Provided data>
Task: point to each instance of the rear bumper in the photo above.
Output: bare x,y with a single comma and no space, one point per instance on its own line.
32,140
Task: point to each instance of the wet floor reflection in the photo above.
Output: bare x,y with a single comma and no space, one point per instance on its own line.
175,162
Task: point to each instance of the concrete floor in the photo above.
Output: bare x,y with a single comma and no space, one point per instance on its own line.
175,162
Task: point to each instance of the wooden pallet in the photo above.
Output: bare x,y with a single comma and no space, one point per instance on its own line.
...
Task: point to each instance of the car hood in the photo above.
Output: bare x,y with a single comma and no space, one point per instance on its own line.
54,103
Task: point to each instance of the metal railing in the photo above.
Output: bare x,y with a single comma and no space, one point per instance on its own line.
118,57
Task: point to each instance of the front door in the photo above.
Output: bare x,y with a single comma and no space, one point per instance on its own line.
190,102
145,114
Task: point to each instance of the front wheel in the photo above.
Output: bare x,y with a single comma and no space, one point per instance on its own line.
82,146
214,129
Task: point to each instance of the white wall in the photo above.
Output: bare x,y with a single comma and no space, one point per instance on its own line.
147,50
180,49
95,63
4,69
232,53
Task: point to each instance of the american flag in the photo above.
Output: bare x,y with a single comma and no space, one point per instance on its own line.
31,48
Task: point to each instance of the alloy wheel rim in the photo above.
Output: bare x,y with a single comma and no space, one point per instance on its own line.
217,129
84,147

Problem to solve> Show every line in the entries above, across both blocks, that contains the string "photo".

Output for this exercise>
Task: point to each instance of the rear bumper in the photo above.
Task: point to each instance of the wet floor reflection in the photo above.
Task: point to each instance of the concrete floor in the photo above.
Task: point to each instance of the wooden pallet in the photo above.
Task: point to each instance of the car hood in the photo above.
Task: point to each instance of the metal railing in the photo above.
Task: point to each instance of the front door in the photo above.
Task: point to each instance of the front wheel in the photo above.
Task: point to each instance of the white wall in the photo above.
Task: point to each instance of the american flag in the photo above.
Task: point to each instance of the alloy wheel rim in the photo above.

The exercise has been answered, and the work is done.